■ WORK TASK:
Please set down only the lines between the line containing "ornament and put a dot on each instance?" and the end of the records, inclusive, exactly as they stand.

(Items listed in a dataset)
>>

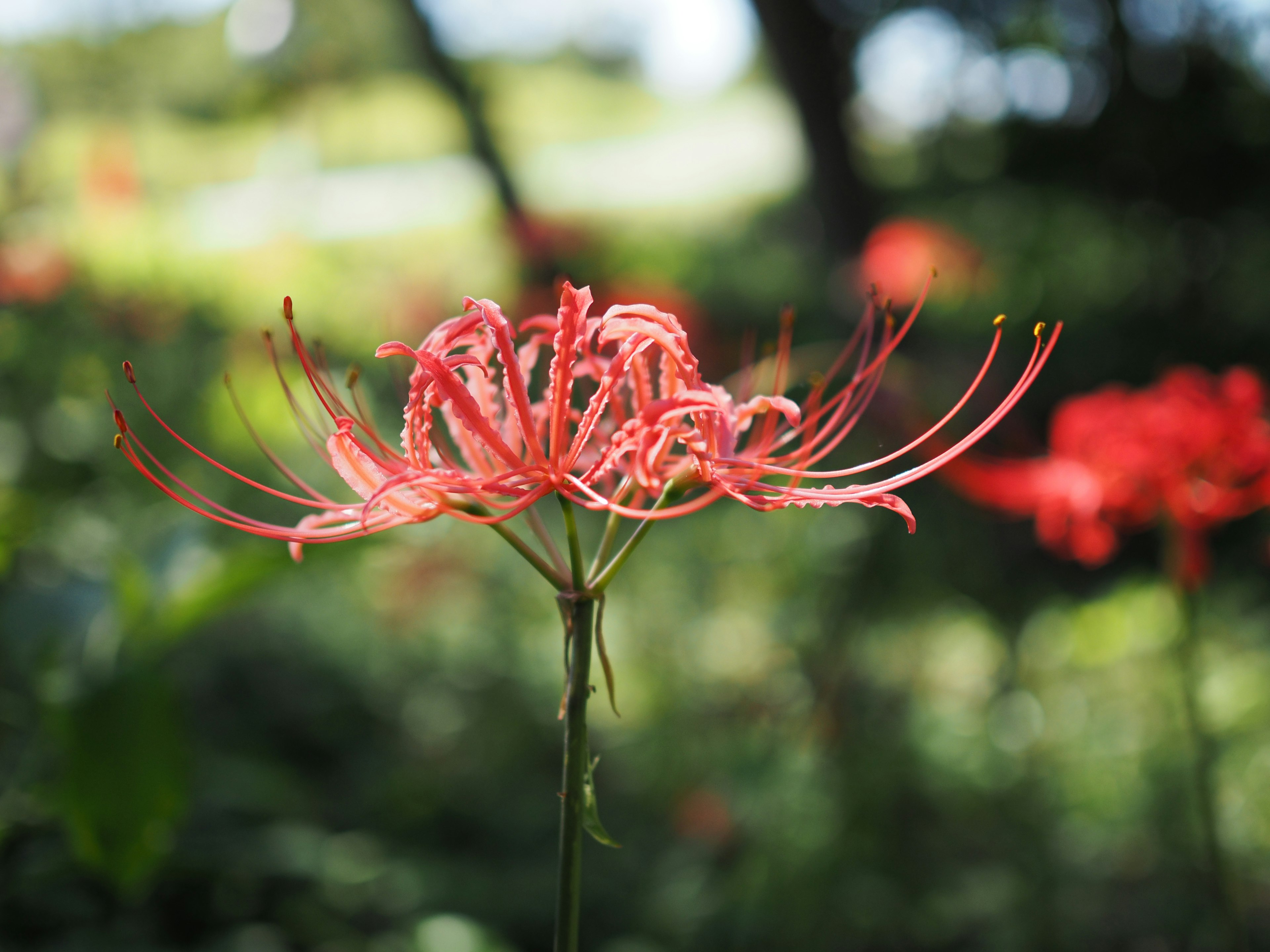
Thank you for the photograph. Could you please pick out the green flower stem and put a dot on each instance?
(540, 530)
(571, 529)
(599, 583)
(582, 610)
(521, 546)
(606, 544)
(1205, 760)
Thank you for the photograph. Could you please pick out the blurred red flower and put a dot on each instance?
(32, 272)
(1191, 452)
(898, 256)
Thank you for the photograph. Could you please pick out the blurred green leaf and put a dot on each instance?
(243, 571)
(124, 780)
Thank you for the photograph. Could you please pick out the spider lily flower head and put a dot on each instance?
(1191, 452)
(609, 412)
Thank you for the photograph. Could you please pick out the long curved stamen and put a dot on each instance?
(265, 449)
(896, 455)
(201, 455)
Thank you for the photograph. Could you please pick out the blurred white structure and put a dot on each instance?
(685, 49)
(917, 69)
(258, 27)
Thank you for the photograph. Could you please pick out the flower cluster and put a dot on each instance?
(623, 423)
(1192, 452)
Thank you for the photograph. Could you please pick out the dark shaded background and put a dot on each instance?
(835, 735)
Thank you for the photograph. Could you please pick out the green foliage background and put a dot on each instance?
(835, 735)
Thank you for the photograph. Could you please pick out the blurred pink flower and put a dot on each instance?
(898, 256)
(1193, 452)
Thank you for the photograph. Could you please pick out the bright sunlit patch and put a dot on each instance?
(1039, 83)
(750, 148)
(258, 27)
(919, 69)
(338, 205)
(905, 68)
(685, 49)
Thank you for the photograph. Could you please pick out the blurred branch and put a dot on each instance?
(450, 75)
(807, 56)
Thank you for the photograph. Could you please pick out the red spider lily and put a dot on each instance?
(1193, 451)
(651, 440)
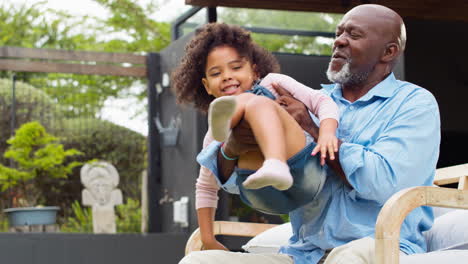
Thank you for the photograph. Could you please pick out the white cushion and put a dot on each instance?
(450, 231)
(437, 257)
(270, 240)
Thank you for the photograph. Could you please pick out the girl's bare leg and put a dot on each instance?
(269, 123)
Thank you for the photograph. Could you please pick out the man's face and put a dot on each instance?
(356, 50)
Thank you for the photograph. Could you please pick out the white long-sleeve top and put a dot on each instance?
(321, 105)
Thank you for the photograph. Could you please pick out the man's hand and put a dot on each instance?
(241, 140)
(297, 110)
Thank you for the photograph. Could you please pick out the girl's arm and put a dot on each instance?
(205, 221)
(318, 103)
(206, 200)
(327, 141)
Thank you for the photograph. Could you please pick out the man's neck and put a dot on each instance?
(352, 92)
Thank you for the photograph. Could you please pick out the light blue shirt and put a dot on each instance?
(391, 140)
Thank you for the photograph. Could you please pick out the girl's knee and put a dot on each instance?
(256, 102)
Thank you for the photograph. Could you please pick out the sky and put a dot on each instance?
(115, 110)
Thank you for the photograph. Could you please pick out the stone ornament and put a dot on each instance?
(100, 180)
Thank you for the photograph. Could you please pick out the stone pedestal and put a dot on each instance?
(101, 193)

<<

■ RESULT OF THIS EXERCISE:
Thank you for the photograph. Could you please pick out the stone ornament and put a dot on each instance?
(100, 180)
Thank you for the photograph. Could you please pick out the stone pedestal and put a dot on each instance?
(101, 193)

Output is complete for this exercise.